■ Records from a dataset
──────────────────────────────

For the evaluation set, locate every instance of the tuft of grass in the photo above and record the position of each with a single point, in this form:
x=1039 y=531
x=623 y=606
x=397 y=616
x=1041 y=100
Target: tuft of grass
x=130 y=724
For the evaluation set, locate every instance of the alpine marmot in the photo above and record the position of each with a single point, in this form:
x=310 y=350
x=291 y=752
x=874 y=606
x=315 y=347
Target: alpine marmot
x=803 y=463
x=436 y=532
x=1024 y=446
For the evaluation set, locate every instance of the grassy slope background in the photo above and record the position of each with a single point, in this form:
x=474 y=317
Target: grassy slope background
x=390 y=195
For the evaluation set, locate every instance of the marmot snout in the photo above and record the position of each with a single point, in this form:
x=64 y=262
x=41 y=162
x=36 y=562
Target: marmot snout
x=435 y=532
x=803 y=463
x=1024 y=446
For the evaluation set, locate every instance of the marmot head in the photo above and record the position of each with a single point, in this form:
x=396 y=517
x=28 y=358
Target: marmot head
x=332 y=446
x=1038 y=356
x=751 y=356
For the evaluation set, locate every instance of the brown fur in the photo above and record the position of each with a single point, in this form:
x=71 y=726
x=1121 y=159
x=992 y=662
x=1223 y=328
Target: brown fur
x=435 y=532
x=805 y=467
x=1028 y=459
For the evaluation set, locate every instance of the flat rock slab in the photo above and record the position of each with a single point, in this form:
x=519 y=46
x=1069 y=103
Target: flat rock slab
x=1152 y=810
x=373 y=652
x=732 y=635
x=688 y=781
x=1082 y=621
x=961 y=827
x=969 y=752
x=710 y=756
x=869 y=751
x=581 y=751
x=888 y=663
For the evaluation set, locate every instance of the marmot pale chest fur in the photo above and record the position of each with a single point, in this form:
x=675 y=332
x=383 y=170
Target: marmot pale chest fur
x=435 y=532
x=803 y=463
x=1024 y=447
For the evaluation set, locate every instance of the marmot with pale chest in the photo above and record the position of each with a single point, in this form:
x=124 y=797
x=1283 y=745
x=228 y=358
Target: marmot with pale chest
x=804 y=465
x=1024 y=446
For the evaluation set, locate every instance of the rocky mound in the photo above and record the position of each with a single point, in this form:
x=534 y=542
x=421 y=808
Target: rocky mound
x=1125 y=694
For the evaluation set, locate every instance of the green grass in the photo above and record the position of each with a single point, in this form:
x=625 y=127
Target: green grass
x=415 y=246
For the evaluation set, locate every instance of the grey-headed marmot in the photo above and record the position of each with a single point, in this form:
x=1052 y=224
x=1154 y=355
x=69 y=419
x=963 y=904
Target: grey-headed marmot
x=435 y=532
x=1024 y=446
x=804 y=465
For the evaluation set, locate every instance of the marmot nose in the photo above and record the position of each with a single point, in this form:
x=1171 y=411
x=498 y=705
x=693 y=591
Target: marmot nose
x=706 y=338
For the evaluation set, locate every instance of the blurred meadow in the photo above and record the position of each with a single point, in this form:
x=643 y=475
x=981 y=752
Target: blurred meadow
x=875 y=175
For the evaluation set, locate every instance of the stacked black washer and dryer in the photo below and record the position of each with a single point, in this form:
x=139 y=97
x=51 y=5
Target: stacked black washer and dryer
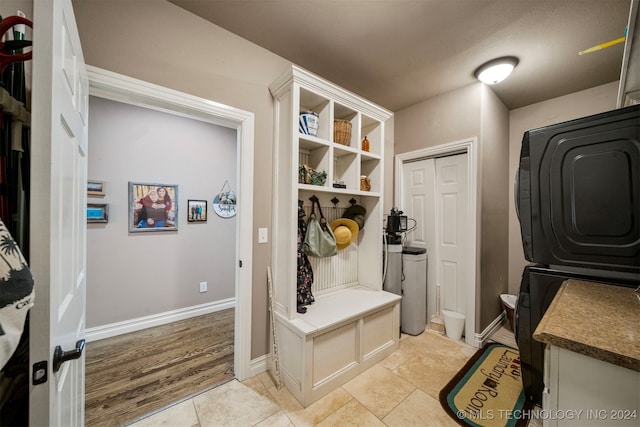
x=578 y=201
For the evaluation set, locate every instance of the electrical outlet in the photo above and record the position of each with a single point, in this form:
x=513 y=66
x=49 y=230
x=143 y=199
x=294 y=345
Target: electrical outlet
x=262 y=235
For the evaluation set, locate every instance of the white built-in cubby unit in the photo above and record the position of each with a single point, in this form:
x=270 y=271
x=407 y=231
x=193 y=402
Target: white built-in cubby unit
x=353 y=323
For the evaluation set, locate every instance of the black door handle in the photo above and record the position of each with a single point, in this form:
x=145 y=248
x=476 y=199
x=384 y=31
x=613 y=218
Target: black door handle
x=60 y=356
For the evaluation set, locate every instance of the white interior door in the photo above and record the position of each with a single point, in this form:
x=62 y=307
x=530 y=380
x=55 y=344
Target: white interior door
x=58 y=215
x=450 y=215
x=419 y=203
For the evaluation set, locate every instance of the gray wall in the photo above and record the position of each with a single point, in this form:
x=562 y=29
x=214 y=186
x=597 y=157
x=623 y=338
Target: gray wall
x=494 y=255
x=579 y=104
x=131 y=275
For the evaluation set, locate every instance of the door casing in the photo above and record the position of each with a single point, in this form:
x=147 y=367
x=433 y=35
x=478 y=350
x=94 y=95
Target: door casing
x=468 y=146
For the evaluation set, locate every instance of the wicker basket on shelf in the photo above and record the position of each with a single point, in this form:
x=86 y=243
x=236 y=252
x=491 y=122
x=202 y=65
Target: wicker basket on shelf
x=342 y=131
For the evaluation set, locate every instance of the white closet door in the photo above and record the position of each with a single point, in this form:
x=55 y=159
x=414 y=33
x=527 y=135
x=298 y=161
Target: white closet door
x=451 y=212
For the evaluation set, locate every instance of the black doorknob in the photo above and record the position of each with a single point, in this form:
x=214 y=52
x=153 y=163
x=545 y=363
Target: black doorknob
x=60 y=356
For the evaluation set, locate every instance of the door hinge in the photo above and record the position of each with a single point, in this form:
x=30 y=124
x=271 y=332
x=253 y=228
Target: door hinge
x=39 y=372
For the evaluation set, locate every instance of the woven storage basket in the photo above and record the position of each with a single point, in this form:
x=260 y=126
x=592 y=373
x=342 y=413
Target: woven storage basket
x=342 y=131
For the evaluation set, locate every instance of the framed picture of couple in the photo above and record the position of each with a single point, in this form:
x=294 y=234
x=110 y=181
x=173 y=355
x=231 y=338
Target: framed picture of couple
x=153 y=207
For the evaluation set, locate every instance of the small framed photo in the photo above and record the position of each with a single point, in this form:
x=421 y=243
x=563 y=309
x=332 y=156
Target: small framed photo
x=97 y=212
x=197 y=211
x=153 y=207
x=95 y=188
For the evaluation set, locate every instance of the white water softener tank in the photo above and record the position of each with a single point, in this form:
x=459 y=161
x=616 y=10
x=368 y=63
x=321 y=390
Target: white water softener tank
x=413 y=307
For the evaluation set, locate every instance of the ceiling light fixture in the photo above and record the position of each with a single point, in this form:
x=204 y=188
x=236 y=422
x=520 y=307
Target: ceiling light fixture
x=496 y=70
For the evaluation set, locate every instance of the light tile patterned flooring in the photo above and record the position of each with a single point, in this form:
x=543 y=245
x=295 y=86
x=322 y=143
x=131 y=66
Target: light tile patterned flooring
x=401 y=390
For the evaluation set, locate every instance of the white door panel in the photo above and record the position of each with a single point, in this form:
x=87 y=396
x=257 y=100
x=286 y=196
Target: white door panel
x=58 y=203
x=435 y=195
x=451 y=212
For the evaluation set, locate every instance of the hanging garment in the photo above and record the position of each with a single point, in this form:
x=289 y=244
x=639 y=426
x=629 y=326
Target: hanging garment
x=305 y=273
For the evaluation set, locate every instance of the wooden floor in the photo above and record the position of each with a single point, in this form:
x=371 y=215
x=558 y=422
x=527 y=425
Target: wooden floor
x=132 y=375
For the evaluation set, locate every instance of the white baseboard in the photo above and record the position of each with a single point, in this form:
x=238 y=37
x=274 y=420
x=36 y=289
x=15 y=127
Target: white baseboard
x=481 y=338
x=114 y=329
x=259 y=365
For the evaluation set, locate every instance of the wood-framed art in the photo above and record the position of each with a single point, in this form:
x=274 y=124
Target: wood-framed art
x=97 y=212
x=153 y=207
x=196 y=210
x=95 y=188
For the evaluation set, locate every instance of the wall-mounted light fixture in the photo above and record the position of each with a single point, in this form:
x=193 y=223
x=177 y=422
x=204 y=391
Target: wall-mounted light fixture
x=496 y=70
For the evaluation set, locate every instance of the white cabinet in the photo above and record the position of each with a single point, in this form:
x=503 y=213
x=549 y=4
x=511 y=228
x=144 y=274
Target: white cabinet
x=583 y=391
x=353 y=323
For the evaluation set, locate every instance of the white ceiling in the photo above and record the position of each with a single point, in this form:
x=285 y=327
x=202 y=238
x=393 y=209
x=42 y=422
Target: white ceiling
x=400 y=52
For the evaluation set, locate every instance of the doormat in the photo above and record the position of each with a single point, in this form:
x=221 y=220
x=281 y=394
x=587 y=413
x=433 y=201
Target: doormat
x=487 y=392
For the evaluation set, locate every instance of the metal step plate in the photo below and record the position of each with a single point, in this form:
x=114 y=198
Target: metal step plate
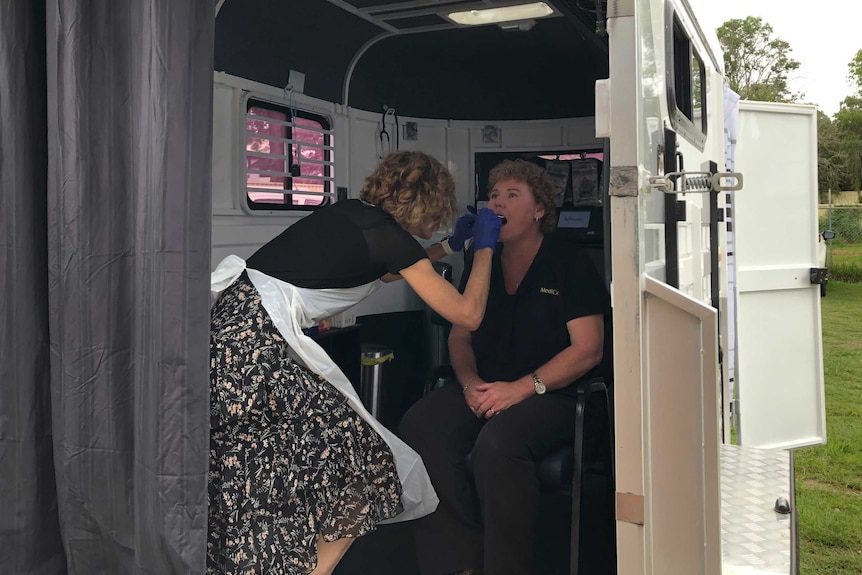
x=756 y=540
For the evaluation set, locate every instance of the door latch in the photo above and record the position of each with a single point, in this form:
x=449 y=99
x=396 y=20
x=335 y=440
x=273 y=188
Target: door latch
x=818 y=276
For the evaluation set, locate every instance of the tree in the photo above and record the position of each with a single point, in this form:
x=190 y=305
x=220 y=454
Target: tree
x=848 y=121
x=832 y=170
x=756 y=63
x=855 y=68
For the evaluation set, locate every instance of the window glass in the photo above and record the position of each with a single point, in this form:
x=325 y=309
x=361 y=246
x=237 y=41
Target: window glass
x=287 y=152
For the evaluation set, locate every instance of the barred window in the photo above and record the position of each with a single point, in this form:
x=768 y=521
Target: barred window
x=288 y=158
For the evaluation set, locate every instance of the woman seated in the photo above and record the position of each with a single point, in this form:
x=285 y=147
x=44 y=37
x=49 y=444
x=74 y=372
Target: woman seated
x=298 y=468
x=513 y=403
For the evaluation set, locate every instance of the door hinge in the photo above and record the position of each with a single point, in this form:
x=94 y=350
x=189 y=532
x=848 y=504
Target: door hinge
x=818 y=276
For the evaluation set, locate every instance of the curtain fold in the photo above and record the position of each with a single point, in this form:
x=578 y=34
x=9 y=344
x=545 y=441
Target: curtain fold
x=29 y=530
x=105 y=342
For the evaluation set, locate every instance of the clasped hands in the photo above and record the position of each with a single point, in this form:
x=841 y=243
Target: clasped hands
x=488 y=399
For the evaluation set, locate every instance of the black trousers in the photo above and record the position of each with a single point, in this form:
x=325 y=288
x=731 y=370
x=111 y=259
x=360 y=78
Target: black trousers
x=485 y=520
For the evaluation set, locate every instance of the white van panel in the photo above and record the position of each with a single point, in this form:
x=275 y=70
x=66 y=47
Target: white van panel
x=779 y=373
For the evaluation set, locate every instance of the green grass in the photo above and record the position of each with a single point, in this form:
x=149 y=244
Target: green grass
x=829 y=477
x=846 y=263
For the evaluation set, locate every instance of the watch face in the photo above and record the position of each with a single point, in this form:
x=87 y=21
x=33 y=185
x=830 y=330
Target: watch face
x=540 y=386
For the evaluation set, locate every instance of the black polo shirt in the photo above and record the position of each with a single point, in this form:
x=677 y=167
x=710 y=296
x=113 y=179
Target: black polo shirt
x=522 y=331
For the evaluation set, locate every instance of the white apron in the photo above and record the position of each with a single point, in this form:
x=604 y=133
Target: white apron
x=291 y=309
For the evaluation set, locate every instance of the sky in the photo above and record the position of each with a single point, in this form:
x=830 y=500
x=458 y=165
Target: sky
x=823 y=42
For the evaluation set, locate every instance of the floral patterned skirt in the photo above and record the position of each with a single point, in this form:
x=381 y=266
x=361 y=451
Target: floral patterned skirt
x=289 y=458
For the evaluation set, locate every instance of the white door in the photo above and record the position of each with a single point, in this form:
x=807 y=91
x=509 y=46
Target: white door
x=779 y=370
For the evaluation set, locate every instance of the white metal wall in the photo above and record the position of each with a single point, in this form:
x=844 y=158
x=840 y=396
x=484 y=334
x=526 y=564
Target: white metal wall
x=357 y=150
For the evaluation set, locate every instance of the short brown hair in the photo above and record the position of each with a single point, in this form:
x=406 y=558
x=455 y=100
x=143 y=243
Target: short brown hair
x=543 y=188
x=413 y=187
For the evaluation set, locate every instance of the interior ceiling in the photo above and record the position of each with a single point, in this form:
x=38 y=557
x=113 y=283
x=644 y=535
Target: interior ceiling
x=424 y=65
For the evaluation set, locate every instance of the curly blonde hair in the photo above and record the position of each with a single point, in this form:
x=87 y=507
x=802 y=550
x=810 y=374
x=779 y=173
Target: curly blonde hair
x=414 y=188
x=543 y=188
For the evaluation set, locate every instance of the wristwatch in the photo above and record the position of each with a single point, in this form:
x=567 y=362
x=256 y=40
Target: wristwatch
x=538 y=384
x=446 y=247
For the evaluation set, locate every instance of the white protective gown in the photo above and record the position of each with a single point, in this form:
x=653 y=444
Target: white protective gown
x=292 y=309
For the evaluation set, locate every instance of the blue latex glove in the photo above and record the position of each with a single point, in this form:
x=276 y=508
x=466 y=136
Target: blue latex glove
x=486 y=228
x=463 y=230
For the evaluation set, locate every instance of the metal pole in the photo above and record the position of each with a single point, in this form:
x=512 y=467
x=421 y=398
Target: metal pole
x=829 y=216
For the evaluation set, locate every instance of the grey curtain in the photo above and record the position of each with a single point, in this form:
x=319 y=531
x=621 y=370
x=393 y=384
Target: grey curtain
x=105 y=163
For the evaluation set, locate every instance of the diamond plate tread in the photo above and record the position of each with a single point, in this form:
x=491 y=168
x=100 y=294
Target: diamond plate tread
x=755 y=539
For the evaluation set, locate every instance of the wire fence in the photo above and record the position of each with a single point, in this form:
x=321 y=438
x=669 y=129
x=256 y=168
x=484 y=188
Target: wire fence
x=844 y=248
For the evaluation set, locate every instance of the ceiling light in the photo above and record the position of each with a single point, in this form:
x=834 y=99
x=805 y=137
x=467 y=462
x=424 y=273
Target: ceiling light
x=504 y=14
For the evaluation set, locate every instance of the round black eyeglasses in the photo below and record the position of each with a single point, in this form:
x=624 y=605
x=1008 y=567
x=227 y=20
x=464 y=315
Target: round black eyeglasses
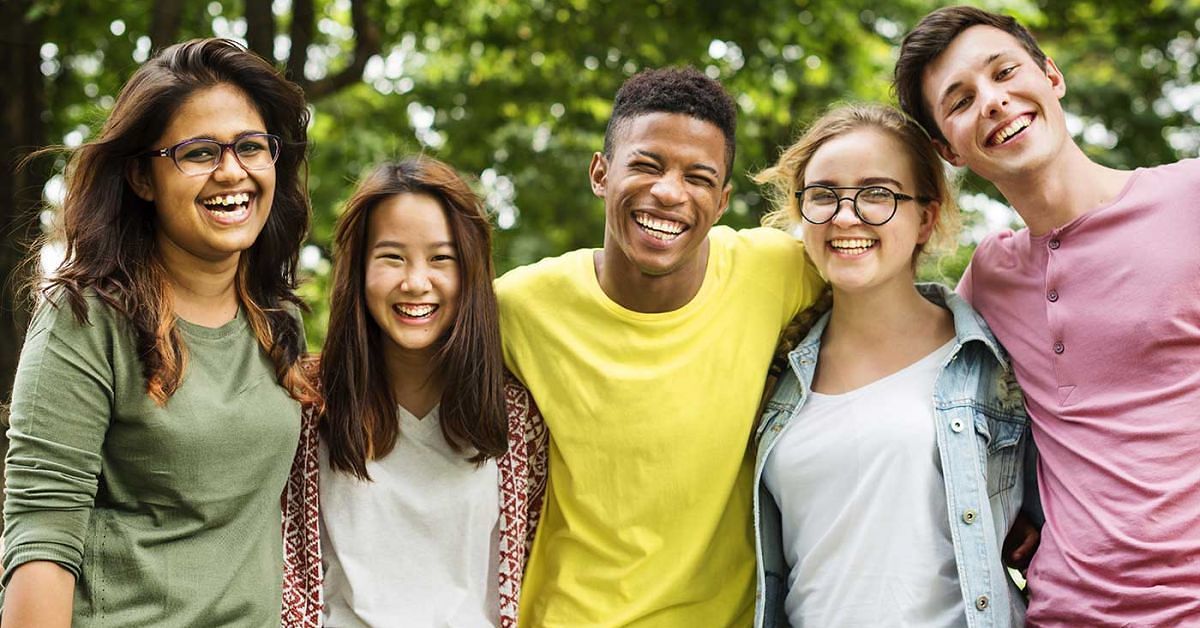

──────────────────────────────

■ Your task
Retype the lines word for word, starting at the line that contains "For the evaluation set, locate every instance of the marmot pale" and ending at the line that contains "x=1024 y=447", with both of those lines included.

■ Answer below
For the evaluation set, locate every instance of the marmot pale chest fur in the photo above and record the position of each with a single point, in this form:
x=675 y=332
x=383 y=170
Target: marmot pale chest fur
x=435 y=532
x=803 y=463
x=1024 y=447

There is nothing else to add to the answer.